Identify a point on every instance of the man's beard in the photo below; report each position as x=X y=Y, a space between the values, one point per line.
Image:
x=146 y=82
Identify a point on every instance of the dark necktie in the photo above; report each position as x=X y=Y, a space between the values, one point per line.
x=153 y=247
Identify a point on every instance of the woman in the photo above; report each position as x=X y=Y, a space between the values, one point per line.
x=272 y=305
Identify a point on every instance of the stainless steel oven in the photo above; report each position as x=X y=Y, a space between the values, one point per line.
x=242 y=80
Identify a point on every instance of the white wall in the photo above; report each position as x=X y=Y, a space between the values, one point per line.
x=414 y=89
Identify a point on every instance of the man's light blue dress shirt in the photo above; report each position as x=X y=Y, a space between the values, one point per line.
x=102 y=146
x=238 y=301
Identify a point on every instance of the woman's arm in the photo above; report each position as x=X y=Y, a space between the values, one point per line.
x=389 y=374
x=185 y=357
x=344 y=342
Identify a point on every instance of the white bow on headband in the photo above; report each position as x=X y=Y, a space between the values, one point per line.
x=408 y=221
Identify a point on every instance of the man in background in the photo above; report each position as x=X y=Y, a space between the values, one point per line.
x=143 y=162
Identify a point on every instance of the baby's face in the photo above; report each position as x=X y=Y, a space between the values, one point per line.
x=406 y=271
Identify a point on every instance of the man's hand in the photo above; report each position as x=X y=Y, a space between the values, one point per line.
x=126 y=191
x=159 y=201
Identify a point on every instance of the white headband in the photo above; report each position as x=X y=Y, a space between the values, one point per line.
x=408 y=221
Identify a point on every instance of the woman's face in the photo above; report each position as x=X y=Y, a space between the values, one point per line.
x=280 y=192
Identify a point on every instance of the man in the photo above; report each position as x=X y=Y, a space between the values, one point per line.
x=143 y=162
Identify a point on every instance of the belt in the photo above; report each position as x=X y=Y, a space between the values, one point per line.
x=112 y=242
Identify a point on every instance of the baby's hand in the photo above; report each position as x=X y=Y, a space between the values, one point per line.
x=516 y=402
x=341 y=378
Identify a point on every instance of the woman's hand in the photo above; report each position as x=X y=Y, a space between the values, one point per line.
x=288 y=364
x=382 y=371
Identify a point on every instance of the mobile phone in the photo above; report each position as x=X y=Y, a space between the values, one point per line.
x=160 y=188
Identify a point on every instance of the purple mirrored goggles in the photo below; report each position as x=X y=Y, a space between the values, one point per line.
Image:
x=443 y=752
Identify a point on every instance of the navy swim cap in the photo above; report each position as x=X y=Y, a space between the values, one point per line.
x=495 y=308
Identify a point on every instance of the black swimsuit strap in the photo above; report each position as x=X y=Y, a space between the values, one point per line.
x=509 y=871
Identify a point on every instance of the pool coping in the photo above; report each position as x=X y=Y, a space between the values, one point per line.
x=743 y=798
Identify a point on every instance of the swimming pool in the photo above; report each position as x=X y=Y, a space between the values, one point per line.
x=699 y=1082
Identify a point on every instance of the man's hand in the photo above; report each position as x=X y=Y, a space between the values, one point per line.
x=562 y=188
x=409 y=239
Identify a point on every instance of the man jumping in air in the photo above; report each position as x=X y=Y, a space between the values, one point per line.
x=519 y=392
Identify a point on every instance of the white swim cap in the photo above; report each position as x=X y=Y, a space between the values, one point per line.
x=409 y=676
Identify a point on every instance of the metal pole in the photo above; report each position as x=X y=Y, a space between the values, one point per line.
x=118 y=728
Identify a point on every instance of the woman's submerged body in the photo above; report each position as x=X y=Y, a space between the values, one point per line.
------------------------------------------------------------
### Exercise goal
Copy out every one of the records above word for word, in the same order, without adding or leaving out anything.

### Output of the task
Identify a point on every instance of the man's beard in the photo below; report each position as x=X y=Y, a space between the values, one point per line.
Image:
x=146 y=82
Identify a point on every instance of the dark necktie in the photo above; report each position as x=X y=Y, a space between the values, one point per line.
x=153 y=247
Identify a point on every instance of the woman in the photo above; report each position as x=X y=Y, a space between the values, one point per line.
x=272 y=305
Identify a point on every instance of the stainless steel oven in the photo above; report each position as x=X y=Y, a space between the values, one point per line.
x=242 y=80
Identify a point on every instance of the white wall in the photo above; report each position as x=X y=Y, a space between the values, one point per line.
x=414 y=89
Identify a point on every instance of the man's light blue dress shirt in the photo above; report each position as x=X y=Y, a space between the values, one point per line.
x=102 y=146
x=238 y=301
Identify a point on every instance of the woman's arm in the photo above; report each position as x=X y=Y, a space between the values, one point per line.
x=389 y=374
x=185 y=357
x=344 y=342
Identify a point on every instance of the white bow on headband in the photo above; report each position as x=X y=Y, a space between the values, one point per line.
x=408 y=221
Identify a point on every instance of the man in background in the photo above; report each position as x=X y=Y, a space between the values, one point per line.
x=143 y=162
Identify a point on every instance of the baby's face in the photo above; report each position as x=X y=Y, a space between the values, one point per line.
x=406 y=271
Identify a point on every instance of the man's hand in the photo above; report each position as x=X y=Y, a space between the values, one point per line.
x=126 y=191
x=159 y=201
Identify a point on every instance of the white headband in the photo above; report each position as x=X y=Y, a space between the values, one point per line.
x=408 y=221
Identify a point on every instance of the woman's face in the photo above; report each position as x=X y=Y, a space between the values, one point per line.
x=280 y=192
Identify a point on every instance of the man in the photo above; report each position as x=X y=Y, a space between the values, one point per line.
x=143 y=162
Identify a point on every instance of the belt in the photo above; report each position as x=X y=Y, a space between the values, one point per line.
x=112 y=242
Identify a point on every instance of the baby's hand in the photo above; report each position as x=X y=Y, a space between the values, one point per line.
x=516 y=402
x=341 y=378
Identify a point on every instance of the woman's hand in the photo above; report each position as x=X y=Y, a space between the values, one point per line.
x=288 y=364
x=382 y=371
Identify a point on every instance of the mobile phone in the photo above; report each position as x=X y=Y, a space between the values, one point per line.
x=160 y=188
Identify a point on every instance of the purple mirrored goggles in the photo below; report each position as x=X y=Y, a space between the values, one point per line.
Image:
x=443 y=752
Identify a point on every instance of the navy swim cap in the photo above; report each position as x=X y=Y, a space between the values, one point per line.
x=495 y=308
Identify a point on every instance of the black swimsuit strap in the photo above; report each position as x=X y=Y, a space between the values, one point per line.
x=509 y=871
Identify a point on every instance of the pool coping in the photo above; report each position as x=X y=Y, a space between the values, one point per line.
x=743 y=798
Identify a point on every instance of the swimming pool in the photo above; report each position as x=X y=Y, a space between the values, one point per line.
x=699 y=1082
Identify a point on every instance of the man's hand in the photo above; report each position as x=X y=Y, a space between the values, one point per line.
x=562 y=188
x=409 y=239
Identify a point on every instance of the man jumping in air in the photo above; report each position as x=X y=Y, a space between the values, one point per line.
x=519 y=392
Identify a point on every instance of the white swim cap in the photo above; report each position as x=X y=Y, a space between the values, one point per line.
x=409 y=676
Identify a point on every instance of the metal pole in the photo above; report each position as x=X y=Y, a space between the values, one point per line.
x=118 y=728
Identify a point on every instance of the woman's submerged body in the photo above; report each position as x=X y=Y, a space between the values, one point per line.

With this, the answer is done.